==== Records supplied
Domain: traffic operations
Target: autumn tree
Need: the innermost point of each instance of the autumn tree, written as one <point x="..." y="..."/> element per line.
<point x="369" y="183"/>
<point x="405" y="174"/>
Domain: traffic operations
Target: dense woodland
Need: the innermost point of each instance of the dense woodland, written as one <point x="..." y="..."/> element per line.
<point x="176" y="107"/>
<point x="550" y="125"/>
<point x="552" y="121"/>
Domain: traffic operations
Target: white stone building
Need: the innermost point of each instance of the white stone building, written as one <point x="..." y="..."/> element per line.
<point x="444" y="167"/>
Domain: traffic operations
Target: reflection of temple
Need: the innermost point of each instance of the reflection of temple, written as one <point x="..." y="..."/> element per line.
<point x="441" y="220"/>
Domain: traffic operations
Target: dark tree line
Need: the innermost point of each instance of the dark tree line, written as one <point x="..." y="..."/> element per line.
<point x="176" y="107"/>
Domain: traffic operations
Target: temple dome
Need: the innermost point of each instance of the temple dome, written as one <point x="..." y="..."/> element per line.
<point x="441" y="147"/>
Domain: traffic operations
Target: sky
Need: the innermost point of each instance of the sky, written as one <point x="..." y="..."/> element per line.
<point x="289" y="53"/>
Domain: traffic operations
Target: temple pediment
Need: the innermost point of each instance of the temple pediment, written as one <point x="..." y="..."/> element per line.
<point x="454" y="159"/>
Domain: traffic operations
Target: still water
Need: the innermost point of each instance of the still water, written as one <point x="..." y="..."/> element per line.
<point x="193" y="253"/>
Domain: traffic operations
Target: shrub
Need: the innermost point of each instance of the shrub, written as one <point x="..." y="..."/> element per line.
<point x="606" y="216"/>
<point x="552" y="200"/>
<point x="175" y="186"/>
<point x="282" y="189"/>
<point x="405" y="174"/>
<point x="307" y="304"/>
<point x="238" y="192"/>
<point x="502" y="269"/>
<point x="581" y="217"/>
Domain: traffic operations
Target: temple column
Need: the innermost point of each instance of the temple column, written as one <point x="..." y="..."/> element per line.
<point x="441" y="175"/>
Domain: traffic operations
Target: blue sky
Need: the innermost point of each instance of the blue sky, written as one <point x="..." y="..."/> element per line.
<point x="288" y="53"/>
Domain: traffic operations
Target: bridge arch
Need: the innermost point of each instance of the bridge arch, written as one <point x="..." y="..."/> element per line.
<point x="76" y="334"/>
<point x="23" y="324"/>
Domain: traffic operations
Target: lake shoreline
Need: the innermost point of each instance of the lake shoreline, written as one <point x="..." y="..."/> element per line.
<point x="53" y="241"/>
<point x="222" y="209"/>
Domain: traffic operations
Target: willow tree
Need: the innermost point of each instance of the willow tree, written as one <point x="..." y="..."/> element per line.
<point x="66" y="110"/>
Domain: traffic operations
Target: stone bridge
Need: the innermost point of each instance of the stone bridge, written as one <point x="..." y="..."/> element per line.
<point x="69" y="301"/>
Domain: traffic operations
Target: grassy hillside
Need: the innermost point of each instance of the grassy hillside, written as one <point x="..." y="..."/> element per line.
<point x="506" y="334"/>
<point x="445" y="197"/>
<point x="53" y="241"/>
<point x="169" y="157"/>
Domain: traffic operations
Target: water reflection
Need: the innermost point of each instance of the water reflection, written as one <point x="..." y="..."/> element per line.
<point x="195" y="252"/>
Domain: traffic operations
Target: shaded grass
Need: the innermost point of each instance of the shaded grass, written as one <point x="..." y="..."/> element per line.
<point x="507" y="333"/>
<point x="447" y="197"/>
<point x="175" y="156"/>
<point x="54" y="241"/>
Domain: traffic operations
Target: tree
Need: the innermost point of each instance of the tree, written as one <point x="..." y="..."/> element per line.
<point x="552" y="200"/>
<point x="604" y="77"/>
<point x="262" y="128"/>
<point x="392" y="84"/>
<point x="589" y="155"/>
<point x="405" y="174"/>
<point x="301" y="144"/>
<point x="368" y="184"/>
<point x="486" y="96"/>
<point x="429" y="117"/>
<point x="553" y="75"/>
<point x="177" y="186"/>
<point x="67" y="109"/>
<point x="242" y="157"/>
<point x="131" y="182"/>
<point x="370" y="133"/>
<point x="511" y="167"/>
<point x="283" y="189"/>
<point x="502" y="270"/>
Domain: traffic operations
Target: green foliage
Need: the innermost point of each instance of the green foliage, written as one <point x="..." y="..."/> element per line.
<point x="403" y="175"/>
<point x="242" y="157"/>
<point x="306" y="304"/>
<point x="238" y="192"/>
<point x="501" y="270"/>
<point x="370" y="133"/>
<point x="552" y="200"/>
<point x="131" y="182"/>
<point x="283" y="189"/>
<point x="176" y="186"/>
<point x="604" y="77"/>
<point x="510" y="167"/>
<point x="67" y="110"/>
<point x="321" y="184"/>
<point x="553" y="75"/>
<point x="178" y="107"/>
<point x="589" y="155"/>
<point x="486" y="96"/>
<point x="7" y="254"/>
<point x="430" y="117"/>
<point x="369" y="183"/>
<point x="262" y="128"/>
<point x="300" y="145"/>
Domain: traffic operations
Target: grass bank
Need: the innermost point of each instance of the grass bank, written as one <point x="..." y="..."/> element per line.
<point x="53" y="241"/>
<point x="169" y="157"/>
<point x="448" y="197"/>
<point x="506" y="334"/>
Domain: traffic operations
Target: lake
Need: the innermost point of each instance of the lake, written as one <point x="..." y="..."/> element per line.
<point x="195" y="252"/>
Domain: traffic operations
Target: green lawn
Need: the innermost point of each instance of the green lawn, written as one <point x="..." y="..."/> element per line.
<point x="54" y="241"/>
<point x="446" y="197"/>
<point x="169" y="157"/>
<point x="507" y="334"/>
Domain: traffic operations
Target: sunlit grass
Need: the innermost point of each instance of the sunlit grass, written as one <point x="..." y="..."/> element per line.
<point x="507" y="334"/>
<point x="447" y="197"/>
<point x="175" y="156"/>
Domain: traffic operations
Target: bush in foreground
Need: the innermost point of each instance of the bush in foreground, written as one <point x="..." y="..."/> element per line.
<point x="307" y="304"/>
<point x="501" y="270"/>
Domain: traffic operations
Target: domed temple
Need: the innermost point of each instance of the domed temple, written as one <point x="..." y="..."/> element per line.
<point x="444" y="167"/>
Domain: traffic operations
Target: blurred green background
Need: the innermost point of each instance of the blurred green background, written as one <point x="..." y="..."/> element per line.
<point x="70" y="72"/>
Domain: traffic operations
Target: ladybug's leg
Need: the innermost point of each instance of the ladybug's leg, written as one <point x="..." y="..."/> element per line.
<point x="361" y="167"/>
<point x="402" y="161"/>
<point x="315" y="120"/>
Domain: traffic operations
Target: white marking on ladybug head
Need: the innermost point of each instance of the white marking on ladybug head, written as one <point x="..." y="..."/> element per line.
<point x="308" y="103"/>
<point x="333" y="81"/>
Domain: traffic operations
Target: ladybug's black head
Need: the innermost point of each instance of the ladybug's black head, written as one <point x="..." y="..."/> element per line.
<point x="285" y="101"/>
========
Aim: Extract every line above that contains the string "stone", and copy each one in full.

Response to this exercise:
Target: white stone building
Need: the innermost point of each instance of the white stone building, written as one <point x="..." y="..."/> element per line.
Target: stone bridge
Need: the innermost point of each instance of the stone bridge, written as one <point x="..." y="..."/> element per line.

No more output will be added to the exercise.